_Exercise description_:
Quote word for word the lines of the dataset records below, starting at the line that contains "pinpoint the clear" and ending after the line that contains "xmin=105 ymin=111 xmax=133 ymax=120".

_Dataset records_:

###

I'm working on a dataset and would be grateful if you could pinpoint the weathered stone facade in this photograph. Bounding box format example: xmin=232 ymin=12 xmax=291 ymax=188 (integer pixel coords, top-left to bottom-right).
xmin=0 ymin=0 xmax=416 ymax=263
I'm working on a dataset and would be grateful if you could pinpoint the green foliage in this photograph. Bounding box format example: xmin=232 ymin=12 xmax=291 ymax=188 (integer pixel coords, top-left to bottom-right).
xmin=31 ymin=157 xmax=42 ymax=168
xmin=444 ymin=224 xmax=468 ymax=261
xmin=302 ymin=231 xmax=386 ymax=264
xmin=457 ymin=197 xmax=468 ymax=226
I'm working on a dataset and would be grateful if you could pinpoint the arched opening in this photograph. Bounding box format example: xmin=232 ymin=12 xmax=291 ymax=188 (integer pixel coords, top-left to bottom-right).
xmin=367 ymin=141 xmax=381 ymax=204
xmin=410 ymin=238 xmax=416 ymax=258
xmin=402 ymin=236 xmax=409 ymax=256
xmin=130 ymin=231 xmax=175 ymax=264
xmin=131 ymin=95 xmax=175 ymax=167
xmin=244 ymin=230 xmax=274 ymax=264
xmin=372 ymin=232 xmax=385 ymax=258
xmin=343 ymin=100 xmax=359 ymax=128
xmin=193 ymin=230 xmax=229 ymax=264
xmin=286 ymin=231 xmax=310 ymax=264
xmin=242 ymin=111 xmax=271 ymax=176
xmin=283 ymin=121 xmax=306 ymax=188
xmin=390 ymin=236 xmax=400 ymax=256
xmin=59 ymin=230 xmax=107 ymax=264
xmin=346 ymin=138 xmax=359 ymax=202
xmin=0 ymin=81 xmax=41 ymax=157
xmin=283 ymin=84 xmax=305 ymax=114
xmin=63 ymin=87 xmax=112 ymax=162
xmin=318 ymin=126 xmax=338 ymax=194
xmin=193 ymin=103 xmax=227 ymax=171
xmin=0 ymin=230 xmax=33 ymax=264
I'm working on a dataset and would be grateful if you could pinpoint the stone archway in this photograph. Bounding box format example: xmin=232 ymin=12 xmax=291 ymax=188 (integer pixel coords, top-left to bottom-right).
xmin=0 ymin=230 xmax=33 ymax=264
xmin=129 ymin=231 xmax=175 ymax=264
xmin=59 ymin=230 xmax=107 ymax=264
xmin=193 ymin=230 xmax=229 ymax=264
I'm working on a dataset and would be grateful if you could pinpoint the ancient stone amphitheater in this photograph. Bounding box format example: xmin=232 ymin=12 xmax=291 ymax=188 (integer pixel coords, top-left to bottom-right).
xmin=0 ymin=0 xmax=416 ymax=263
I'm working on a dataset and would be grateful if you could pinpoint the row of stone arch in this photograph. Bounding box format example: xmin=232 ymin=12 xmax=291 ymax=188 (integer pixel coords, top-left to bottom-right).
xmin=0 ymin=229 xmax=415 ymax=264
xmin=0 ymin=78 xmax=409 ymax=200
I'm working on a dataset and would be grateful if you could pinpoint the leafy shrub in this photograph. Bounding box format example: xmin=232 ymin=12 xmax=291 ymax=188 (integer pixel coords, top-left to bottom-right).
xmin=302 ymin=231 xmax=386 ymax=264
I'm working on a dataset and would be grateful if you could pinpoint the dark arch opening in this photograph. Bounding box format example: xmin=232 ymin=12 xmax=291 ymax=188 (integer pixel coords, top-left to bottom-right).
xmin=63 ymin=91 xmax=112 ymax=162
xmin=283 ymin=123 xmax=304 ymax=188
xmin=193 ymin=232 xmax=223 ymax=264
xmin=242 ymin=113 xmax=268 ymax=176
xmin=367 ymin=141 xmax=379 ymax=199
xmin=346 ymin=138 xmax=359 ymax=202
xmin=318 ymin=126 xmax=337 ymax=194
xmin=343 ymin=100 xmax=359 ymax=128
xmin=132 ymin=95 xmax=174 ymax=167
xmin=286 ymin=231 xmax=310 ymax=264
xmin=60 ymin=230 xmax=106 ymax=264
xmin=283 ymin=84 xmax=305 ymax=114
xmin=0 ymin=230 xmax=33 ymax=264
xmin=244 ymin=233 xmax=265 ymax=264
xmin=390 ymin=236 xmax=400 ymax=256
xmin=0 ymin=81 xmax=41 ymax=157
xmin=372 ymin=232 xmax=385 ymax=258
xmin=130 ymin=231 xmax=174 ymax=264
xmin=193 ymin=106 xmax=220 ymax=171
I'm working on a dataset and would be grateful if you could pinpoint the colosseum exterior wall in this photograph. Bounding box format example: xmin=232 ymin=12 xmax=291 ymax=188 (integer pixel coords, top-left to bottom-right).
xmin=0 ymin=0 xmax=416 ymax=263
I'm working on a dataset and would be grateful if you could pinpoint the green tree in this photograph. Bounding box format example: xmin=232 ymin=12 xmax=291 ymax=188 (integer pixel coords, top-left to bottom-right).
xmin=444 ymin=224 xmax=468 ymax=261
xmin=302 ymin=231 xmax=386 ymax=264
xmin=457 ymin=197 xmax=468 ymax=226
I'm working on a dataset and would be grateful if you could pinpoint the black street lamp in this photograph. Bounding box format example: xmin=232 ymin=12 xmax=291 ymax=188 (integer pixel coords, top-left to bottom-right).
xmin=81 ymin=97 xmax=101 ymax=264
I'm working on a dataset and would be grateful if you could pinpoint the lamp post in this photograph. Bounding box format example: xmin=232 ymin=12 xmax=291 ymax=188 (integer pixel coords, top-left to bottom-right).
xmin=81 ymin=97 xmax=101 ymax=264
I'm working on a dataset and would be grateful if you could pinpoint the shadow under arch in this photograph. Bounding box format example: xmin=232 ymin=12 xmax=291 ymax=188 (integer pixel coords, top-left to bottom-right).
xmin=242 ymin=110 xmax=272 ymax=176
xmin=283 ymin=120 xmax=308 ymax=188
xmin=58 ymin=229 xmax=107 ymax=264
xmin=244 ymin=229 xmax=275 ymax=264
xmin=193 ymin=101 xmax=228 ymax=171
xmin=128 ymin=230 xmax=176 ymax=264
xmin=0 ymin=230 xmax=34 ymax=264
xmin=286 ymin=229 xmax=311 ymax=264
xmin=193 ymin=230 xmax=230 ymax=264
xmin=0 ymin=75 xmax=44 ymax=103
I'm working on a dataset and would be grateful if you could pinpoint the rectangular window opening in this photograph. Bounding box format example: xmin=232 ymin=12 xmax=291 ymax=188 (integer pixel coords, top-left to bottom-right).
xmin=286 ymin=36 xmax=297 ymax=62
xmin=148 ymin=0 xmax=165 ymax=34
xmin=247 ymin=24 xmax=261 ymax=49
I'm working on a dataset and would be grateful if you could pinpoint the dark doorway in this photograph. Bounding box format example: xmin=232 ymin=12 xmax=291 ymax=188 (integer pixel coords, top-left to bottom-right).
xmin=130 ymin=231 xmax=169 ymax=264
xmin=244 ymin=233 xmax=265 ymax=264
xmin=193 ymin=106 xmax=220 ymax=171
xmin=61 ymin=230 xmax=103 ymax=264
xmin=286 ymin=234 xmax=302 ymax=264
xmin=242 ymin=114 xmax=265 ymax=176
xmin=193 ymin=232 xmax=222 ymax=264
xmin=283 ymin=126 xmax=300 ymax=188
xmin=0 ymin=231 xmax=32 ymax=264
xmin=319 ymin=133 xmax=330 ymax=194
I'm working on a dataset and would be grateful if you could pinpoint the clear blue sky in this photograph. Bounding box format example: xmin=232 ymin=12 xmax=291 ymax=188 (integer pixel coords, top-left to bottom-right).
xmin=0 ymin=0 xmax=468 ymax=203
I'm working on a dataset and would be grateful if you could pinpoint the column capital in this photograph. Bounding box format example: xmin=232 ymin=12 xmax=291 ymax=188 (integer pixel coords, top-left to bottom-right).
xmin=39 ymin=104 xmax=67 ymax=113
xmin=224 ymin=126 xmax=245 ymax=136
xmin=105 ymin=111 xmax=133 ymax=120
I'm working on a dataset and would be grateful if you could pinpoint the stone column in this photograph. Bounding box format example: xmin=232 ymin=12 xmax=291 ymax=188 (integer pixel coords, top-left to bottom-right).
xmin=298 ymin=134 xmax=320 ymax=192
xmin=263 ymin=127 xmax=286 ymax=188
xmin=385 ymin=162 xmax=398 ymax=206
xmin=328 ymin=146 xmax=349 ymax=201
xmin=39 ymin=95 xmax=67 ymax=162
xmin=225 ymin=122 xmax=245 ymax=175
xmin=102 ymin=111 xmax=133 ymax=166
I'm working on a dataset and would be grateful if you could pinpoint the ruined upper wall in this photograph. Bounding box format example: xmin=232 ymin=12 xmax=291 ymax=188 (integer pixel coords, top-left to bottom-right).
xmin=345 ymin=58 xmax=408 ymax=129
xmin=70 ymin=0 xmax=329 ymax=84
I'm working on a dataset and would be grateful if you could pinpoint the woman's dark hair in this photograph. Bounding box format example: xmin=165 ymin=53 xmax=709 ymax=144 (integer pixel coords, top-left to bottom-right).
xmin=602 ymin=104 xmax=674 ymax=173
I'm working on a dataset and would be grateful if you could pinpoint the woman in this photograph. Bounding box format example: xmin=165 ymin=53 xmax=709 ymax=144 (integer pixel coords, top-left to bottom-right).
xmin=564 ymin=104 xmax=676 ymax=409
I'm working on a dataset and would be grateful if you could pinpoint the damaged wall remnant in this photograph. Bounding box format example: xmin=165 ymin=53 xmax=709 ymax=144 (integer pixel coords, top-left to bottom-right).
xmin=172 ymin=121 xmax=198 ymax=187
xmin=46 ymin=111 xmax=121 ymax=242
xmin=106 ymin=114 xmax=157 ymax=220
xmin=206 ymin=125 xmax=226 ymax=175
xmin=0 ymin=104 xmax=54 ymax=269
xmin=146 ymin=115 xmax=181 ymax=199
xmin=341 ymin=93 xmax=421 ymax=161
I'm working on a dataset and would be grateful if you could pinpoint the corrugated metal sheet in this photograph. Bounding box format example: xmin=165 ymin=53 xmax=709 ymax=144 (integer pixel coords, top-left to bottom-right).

###

_Solution to the problem_:
I'm working on a dataset and would be grateful if you could pinpoint the clear blue sky in this photograph. Bounding box format example: xmin=232 ymin=12 xmax=291 ymax=188 (integer pixel coords, top-left to bottom-right).
xmin=0 ymin=0 xmax=468 ymax=203
I'm working on a dataset and would be grateful if you could pinpoint the column capital in this photograph. Bounding box format example: xmin=232 ymin=12 xmax=291 ymax=188 (integer pixel coords, top-left to bottom-right).
xmin=39 ymin=104 xmax=67 ymax=113
xmin=224 ymin=126 xmax=245 ymax=136
xmin=105 ymin=111 xmax=133 ymax=120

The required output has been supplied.